**** ESTRATTO SCELTO

All'inizio di marzo dello scorso anno avevo una prenotazione per la mostra di Raffaello alle Scuderie del Quirinale, ma proprio in quei giorni si cominciava a comprendere che la situazione della diffusione del virus stava diventando seria, cosicché avevo rinunciato e ceduto il biglietto.
Poi c'è stato il lungo blackout del lockdown primaverile in cui siamo stati tutti chiusi in casa e poi lentamente il disgelo estivo, durante il quale sono persino riuscita a vedere due mostre fotografiche (una su Tina Modotti a Palazzo Merulana e una, bellissima, su Ara Güler, al Museo di Roma in Trastevere) e un'altra bella mostra sugli impressionisti a Palazzo Bonaparte. Poi di nuovo, dopo l'estate, un lunghissimo periodo senza musei e senza mostre.
Finalmente, da qualche settimana, i musei hanno potuto riaprire - anche se solo durante la settimana (sono chiusi nel weekend) - e, saputo della riapertura della mostra Radici con le foto di Josef Koudelka, non mi sono lasciata sfuggire l'occasione per tornare finalmente a vedere una mostra!
Ebbene, Koudelka è un personaggio quasi mitico nel mondo della fotografia; alcuni dei suoi reportage e progetti fotografici sono ormai talmente famosi che anche se il suo nome non ci dice nulla abbiamo certamente visto da qualche parte una sua foto. Oggi è un vecchietto un po' tremolante sulle gambe, ma con un carattere e una tempra incredibili, come si vede bene nel breve filmato che è possibile visionare al termine della mostra, Obey to the sun, che certamente conferisce nuovi e ulteriori significati alla visita appena conclusa.
La mostra Radici è il risultato di decenni di viaggi del fotografo in centinaia di siti archeologici collocati lungo il bacino del Mediterraneo. Per questo progetto Koudelka ha scelto il formato 16:9, prevalentemente in orizzontale, ma anche in verticale, privilegiando prospettive sghembe o comunque sempre molto originali.
Il percorso della mostra è immaginato come una passeggiata archeologica attraverso questi siti, alternando "colonne e basamenti", nel senso che le foto in parte sono appese alle pareti, in parte sono sistemate su dei parallelepipedi (delle specie di panche) poggiati per terra. A essere sinceri, le foto sui parallelepipedi sono non solo di minore impatto (tranne pochissime), ma anche di peggiore leggibilità a causa del riflesso delle luci.
In generale, come spesso accade per le mostre all'Ara Pacis, il percorso all'interno della mostra non è lineare e non segue criteri molto stringenti, cosa che alla fine produce un effetto dispersivo e un pochino disordinato.
Le foto di Koudelka - che pure rappresentano esclusivamente paesaggi di pietra - hanno lo straordinario pregio di restituire vita a queste pietre: il modo in cui il fotografo le inquadra le fa quasi "respirare" o "parlare" a seconda dei casi, come se quei "mucchi di pietre" non fossero lì ammassate in maniera casuale dopo un crollo o per lo scorrere del tempo, ma si fossero messe in posa per lui. E in questo c'è lo straordinario occhio e la grande pazienza del fotografo nel cercare il punto di vista giusto e nell'aspettare la luce perfetta.
Alcune di quelle che mi sono piaciute di più le ho fotografate e le metto qui a corredo di questo post.
Che bello tornare a vivere la cultura!

********
**** MATERIALE DI STUDIO

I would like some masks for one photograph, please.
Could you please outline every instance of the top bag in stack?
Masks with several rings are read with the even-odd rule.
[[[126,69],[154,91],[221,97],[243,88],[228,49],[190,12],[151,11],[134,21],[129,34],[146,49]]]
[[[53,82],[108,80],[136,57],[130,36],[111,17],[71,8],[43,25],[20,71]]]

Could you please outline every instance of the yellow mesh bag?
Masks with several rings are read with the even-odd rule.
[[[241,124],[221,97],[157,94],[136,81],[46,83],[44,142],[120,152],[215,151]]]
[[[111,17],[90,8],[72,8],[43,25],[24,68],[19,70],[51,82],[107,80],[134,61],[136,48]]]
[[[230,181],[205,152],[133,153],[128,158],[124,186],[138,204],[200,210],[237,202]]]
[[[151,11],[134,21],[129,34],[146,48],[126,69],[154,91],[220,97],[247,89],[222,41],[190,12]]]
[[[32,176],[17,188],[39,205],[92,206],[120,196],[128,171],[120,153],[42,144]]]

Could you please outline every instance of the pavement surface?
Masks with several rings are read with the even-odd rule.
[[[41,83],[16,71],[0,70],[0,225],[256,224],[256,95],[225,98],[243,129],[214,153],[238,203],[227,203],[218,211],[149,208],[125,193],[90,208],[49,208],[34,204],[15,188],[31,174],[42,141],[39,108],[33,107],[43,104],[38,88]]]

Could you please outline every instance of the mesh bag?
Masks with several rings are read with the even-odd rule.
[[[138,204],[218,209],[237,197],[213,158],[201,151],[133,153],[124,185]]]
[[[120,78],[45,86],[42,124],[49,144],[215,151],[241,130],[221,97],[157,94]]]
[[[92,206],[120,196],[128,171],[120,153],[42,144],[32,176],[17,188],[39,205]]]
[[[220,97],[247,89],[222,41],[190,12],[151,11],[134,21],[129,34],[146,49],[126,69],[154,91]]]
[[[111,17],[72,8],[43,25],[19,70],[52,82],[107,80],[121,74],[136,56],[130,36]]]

********

» **COSA SERVE**:
Traduci in inglese questa frase del testo sulla mostra di Koudelka: «La mostra Radici è il risultato di decenni di viaggi del fotografo in centinaia di siti archeologici collocati lungo il bacino del Mediterraneo.»

» **RISULTATO**:
The Radici exhibition is the result of decades of the photographer's travels to hundreds of archaeological sites located across the Mediterranean basin.